◆ Task ◆
Print each line exactly, beginning with the one where "Target: upholstered armchair" appears and ending at the last line below.

◆ Point localization data ◆
•••••
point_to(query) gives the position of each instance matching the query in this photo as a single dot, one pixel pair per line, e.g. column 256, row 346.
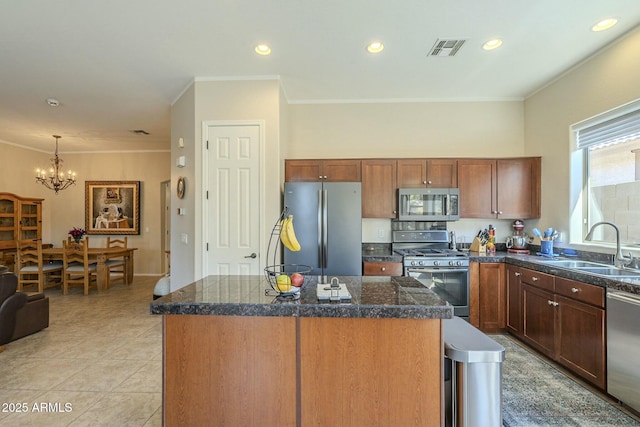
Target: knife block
column 477, row 246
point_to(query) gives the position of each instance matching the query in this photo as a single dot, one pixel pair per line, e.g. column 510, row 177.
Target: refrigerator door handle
column 325, row 228
column 320, row 264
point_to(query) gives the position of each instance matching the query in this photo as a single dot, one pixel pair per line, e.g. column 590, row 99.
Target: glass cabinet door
column 29, row 221
column 7, row 221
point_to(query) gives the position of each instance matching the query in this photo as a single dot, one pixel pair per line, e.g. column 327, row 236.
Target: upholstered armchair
column 10, row 302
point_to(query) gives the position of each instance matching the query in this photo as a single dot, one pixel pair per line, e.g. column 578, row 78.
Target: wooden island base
column 302, row 371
•••••
◆ Your solution ◆
Target: upholstered armchair
column 10, row 302
point_to(query) gives the position of each instance matching the query in this photo as a single dot, one pixel pair per line, e.g. column 578, row 78.
Target: wooden island base
column 302, row 371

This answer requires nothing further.